- _Page excerpt_
------------

# Program for Batch Resizing & Cropping



## RalphP13 (Nov 15, 2010)

I'm looking for a relatively simple program that allows you to take a group of photographs and resize them as a group to a standard/set size. Allowing me to selectively crop would also be nice.

I use Corel for post-processing and I know both Photoshop and Corel allow for creating scripts to do a similar thing, however, I was wondering if there was a freeware or shareware program out there that might be a little simpler and easier to use to accomplish the same task.

I found a few things that look like they might work however; I hate downloading multiple trial versions of software, and then deleting them, leaving bits and pieces of the programs everywhere. I was just wondering if somebody already knew of a nice program for doing this, and if they would be so kind as to share that information.


Thank you, Ralph


----------



## Big Mike (Nov 15, 2010)

Have a look at Irfanview.  It's a very lightweight program that has some great batch abilities.  I'm not sure about the cropping though.


----------



## RalphP13 (Nov 15, 2010)

Thanks. I'll take a look at that one.


Ralph


----------



## RalphP13 (Nov 16, 2010)

Still looking for suggestions.


----------



## rainking (Nov 16, 2010)

My windows live photo gallery can do batch resizing. I'm using windows 7.


----------



## nanhi (Nov 16, 2010)

The free Visualizer Photo Resize is a great software. Pretty quick to. I have had friends unable to distinguish sharpness of blown up photos that were resized down by ten (10) times.

------------

- _Excerpted data_
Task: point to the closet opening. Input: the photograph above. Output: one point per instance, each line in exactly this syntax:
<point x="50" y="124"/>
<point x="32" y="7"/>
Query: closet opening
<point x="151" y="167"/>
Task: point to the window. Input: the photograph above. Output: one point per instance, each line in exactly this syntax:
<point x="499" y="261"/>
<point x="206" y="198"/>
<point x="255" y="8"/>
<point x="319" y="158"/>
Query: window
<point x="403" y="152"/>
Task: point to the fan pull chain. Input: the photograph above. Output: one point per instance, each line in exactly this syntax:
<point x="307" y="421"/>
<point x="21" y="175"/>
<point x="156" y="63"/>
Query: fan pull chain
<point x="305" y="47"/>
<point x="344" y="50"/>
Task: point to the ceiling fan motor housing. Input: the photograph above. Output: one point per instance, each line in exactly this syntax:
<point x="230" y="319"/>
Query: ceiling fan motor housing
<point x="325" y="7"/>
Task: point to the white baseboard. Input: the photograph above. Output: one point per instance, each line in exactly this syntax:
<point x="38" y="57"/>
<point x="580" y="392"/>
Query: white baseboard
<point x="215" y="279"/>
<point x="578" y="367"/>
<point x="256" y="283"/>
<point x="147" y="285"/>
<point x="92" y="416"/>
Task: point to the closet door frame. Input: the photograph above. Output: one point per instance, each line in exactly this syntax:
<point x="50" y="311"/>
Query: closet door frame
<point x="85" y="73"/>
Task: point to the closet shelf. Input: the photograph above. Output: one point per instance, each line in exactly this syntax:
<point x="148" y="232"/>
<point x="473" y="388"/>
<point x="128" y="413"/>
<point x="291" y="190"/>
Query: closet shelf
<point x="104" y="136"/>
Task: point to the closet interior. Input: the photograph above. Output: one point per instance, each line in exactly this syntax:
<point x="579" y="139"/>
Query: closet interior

------------

In the batch resizing thread, why does RalphP13 ask for a recommendation instead of trying the programs he already found? Answer in one to three sentences.

He dislikes downloading several trial versions of software and then deleting them, because that leaves bits and pieces of the programs everywhere. He hopes someone already knows a good program for the job.